---- Data supplied
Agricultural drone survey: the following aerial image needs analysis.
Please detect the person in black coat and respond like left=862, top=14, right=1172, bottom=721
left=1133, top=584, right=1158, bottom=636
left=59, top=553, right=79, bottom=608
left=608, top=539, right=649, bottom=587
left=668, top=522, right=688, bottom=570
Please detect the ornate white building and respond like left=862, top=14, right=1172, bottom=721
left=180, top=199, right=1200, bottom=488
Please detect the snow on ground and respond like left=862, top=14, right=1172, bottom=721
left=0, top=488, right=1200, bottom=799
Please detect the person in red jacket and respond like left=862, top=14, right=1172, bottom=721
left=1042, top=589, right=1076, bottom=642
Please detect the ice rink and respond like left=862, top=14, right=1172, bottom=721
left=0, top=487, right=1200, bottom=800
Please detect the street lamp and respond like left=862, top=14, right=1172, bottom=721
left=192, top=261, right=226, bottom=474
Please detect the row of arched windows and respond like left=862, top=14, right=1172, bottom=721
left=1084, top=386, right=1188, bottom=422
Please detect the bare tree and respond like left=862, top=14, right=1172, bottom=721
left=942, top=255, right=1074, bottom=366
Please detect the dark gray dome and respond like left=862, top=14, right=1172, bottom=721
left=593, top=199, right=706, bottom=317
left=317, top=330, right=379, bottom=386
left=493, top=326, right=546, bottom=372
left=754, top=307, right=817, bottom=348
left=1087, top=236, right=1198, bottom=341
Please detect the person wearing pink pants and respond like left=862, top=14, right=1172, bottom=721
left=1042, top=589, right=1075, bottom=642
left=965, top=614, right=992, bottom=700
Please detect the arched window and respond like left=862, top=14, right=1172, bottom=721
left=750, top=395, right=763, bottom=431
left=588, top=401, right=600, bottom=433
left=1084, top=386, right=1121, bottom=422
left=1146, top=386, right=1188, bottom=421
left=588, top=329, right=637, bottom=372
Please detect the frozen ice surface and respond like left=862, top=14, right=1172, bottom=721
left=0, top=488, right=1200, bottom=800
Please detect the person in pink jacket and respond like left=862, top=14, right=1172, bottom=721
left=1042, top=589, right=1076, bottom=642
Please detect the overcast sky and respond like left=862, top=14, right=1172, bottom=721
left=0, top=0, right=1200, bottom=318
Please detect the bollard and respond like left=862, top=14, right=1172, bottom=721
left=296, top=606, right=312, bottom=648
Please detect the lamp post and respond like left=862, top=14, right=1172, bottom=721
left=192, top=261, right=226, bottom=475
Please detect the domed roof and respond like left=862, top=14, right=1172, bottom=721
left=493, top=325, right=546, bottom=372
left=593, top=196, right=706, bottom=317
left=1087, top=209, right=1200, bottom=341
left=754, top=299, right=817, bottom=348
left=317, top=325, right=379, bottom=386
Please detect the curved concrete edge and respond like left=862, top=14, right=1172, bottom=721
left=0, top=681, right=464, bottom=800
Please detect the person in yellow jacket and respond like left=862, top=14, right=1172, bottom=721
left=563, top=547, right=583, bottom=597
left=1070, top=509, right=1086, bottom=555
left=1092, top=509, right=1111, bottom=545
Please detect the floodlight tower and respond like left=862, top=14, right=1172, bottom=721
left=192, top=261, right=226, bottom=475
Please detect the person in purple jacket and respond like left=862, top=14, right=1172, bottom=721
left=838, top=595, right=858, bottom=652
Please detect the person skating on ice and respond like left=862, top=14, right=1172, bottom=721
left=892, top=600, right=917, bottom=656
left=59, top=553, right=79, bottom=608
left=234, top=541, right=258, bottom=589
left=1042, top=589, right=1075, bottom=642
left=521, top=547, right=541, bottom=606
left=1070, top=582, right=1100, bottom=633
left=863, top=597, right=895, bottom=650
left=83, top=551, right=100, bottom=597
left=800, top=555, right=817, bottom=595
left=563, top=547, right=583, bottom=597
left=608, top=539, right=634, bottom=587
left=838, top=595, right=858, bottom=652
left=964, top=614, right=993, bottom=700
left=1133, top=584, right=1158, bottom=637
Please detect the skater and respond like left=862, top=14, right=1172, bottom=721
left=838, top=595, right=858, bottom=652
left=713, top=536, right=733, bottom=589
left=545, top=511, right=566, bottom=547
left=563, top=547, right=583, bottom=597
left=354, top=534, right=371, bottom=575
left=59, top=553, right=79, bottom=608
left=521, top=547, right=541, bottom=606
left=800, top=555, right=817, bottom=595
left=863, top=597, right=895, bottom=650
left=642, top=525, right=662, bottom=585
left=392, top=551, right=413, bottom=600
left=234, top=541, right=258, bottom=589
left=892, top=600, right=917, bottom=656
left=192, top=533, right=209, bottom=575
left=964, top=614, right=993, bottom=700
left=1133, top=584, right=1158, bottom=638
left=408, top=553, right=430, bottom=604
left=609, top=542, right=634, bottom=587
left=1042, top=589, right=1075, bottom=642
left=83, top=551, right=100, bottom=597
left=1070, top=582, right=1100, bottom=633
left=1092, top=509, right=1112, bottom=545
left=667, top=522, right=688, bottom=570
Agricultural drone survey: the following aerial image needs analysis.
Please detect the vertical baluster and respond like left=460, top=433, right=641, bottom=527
--------
What you should do » Rewrite every line from the one containing "Please detect the person wearing" through the one containing "left=296, top=606, right=312, bottom=648", inclusive, keeping the requests unchanged and shifting each bounding-box coordinate in the answers up by 127. The sample coordinates inside the requests stay as they are.

The output »
Please detect the person wearing pink pants and respond like left=862, top=14, right=1172, bottom=721
left=1169, top=716, right=1202, bottom=769
left=1092, top=741, right=1119, bottom=827
Please detect the arched window and respond like left=862, top=14, right=1172, bottom=721
left=877, top=522, right=890, bottom=558
left=715, top=528, right=727, bottom=560
left=1211, top=513, right=1248, bottom=549
left=1273, top=513, right=1315, bottom=548
left=715, top=456, right=764, bottom=499
Please detect the frozen ice surface and respond like left=862, top=14, right=1172, bottom=721
left=127, top=615, right=1327, bottom=927
Please detect the person in pink jacket and respond like left=862, top=14, right=1172, bottom=721
left=1169, top=716, right=1203, bottom=769
Please detect the overcast sky and respond like left=862, top=14, right=1172, bottom=721
left=127, top=127, right=1327, bottom=445
Please detect the bollard and respond like left=862, top=14, right=1172, bottom=721
left=423, top=733, right=439, bottom=775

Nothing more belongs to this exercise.